Data lines>

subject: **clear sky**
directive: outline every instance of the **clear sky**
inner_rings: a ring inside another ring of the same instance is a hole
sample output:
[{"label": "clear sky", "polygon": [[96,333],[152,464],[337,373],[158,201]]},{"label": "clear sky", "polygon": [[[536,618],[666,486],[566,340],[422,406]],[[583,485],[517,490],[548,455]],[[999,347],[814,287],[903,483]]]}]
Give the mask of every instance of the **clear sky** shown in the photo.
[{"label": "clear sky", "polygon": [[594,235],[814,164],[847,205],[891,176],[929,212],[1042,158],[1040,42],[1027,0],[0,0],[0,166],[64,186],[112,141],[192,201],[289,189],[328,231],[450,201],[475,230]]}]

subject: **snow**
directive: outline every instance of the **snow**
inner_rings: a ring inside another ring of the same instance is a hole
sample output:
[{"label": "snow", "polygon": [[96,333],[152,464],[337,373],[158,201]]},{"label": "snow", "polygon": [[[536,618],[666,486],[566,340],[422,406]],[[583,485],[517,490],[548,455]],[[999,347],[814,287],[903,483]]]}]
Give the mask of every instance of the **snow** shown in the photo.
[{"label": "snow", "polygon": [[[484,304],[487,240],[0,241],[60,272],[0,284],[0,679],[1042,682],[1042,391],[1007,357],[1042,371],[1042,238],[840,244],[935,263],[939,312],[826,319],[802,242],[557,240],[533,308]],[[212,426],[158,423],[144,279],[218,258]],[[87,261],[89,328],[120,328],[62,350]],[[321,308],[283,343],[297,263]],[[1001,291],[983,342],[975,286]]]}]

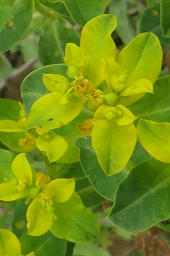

Exercise brief> Please copy all the items above word for word, leaving out the pictures.

Final result>
subject: **clear sky**
directive: outline every instance of the **clear sky**
inner_rings: a ring inside another ring of the same instance is a hole
sample output:
[{"label": "clear sky", "polygon": [[96,333],[152,464],[337,373],[158,201]]},{"label": "clear sky", "polygon": [[[536,618],[666,486],[566,340],[422,406]],[[583,485],[517,490],[548,455]],[[999,347],[814,287],[903,483]]]}]
Give the mask of every instance of the **clear sky** shown in the photo.
[{"label": "clear sky", "polygon": [[594,235],[814,164],[847,205],[891,176],[929,212],[1042,158],[1040,42],[1027,0],[0,0],[0,166],[64,186],[112,141],[192,201],[289,189],[328,231],[450,201],[475,230]]}]

subject: **snow**
directive: outline every instance of the **snow**
inner_rings: a ring inside another ring of the same instance is a hole
sample output:
[{"label": "snow", "polygon": [[96,333],[152,464],[337,373],[158,201]]},{"label": "snow", "polygon": [[[536,618],[666,486],[566,340],[422,406]],[[583,485],[517,490],[548,455]],[[999,347],[814,287],[903,483]]]}]
Give the mask of every instance of the **snow** shown in the photo.
[{"label": "snow", "polygon": [[[484,304],[487,240],[0,241],[60,272],[0,284],[0,679],[1042,682],[1042,391],[1007,357],[1042,371],[1042,238],[840,244],[935,263],[939,312],[826,319],[802,242],[557,240],[533,308]],[[212,426],[158,423],[144,279],[218,258]],[[87,261],[89,328],[120,328],[62,350]],[[321,308],[283,343],[297,263]],[[1001,291],[983,342],[975,286]]]}]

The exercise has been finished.